YOUR TASKS:
a - Which appeal ground does the judge accept in the judgment excerpt?
b - Reproduce the stretch of the judgment excerpt from "(b) The matter" through "a protection visa." word for word.

===== SUPPLIED TEXT =====

The orders of the Federal Circuit and Family Court of Australia (Div 2) made on 12 May 2025 are set aside and in their place the following orders are made:
(a) The decision of the Administrative Appeals Tribunal dated 6 June 2024 is quashed.
(b) The matter is remitted to the Administrative Review Tribunal for determination according to law.
(c) The First Respondent pay the Applicant’s costs of proceeding MLG 2328 of 2024 to be assessed if not agreed.
- The First Respondent pay the Appellant’s costs of the appeal, to be assessed by a Registrar of the Court if not agreed.
Note: Entry of orders is dealt with in Rule 39.32 of the Federal Court Rules 2011.
REASONS FOR JUDGMENT
HILL J:
introduction
1 This is an appeal from a decision of the Federal Circuit and Family Court of Australia (Div 2) (FCFCOA): LPDT v Minister for Immigration and Multicultural Affairs [2025] FedCFamC2G 660 (J). The primary judge dismissed an application for review of a decision of the former Administrative Appeals Tribunal, which affirmed a decision not to grant the Appellant a protection visa.
2 The central issue before the Tribunal was whether the Appellant was the person he claimed to be. The Appellant makes three broad arguments in this appeal:
The Tribunal failed to consider an essential integer of the Appellant’s claims and/or evidence supporting that claim; namely that he was able to previously avoid detection by Vietnamese authorities because he crossed the land border into Vietnam, whereas now he would be detected at the airport if he were removed from Australia (appeal grounds 1 and 1A).
The Tribunal failed to consider various material provided by the Appellant that, if accepted, corroborated his claimed identity (appeal ground 2).
The Tribunal’s reasons for not accepting that the Appellant is the person he claimed to be was illogical or irrational, particularly, the Tribunal’s reliance on “documented inconsistencies” in the Appellant’s identity (appeal ground 3).
3 For the following reasons, I accept appeal ground 2, but reject the other grounds. The appeal is therefore allowed, with costs.

===== LISTING =====

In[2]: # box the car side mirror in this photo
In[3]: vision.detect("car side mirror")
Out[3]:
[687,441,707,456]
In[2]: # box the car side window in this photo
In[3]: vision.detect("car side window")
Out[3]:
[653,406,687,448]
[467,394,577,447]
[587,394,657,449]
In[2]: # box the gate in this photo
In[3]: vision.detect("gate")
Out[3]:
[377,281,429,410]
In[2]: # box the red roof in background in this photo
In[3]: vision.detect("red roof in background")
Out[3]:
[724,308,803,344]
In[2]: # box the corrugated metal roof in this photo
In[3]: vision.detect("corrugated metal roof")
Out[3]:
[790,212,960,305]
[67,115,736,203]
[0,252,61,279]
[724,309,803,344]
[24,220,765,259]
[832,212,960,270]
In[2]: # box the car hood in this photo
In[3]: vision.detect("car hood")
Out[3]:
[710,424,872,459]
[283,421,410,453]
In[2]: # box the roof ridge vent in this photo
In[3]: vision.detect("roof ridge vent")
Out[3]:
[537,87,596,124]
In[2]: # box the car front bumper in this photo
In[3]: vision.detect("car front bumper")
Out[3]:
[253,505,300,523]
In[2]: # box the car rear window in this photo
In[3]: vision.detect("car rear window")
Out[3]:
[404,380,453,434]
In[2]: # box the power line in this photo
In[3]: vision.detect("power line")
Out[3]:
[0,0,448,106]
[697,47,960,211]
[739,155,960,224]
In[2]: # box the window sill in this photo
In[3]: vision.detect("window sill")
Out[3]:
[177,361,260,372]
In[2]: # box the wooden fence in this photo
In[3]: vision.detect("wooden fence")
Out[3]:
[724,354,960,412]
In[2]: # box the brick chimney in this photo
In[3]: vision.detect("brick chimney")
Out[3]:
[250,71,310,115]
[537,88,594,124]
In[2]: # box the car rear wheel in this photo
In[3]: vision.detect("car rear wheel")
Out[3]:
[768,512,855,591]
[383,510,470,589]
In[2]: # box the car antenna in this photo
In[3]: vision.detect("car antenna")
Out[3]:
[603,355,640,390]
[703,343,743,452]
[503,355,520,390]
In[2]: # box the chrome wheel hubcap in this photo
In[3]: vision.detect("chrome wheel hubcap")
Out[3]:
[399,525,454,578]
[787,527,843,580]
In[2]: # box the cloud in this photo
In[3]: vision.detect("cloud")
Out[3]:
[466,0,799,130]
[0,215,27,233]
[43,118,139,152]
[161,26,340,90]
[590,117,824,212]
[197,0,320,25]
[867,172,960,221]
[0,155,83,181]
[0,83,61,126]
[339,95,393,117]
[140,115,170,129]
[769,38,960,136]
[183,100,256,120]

=====

ANSWERS:
a - Appeal ground 2.

b -
(b) The matter is remitted to the Administrative Review Tribunal for determination according to law.
(c) The First Respondent pay the Applicant’s costs of proceeding MLG 2328 of 2024 to be assessed if not agreed.
- The First Respondent pay the Appellant’s costs of the appeal, to be assessed by a Registrar of the Court if not agreed.
Note: Entry of orders is dealt with in Rule 39.32 of the Federal Court Rules 2011.
REASONS FOR JUDGMENT
HILL J:
introduction
1 This is an appeal from a decision of the Federal Circuit and Family Court of Australia (Div 2) (FCFCOA): LPDT v Minister for Immigration and Multicultural Affairs [2025] FedCFamC2G 660 (J). The primary judge dismissed an application for review of a decision of the former Administrative Appeals Tribunal, which affirmed a decision not to grant the Appellant a protection visa.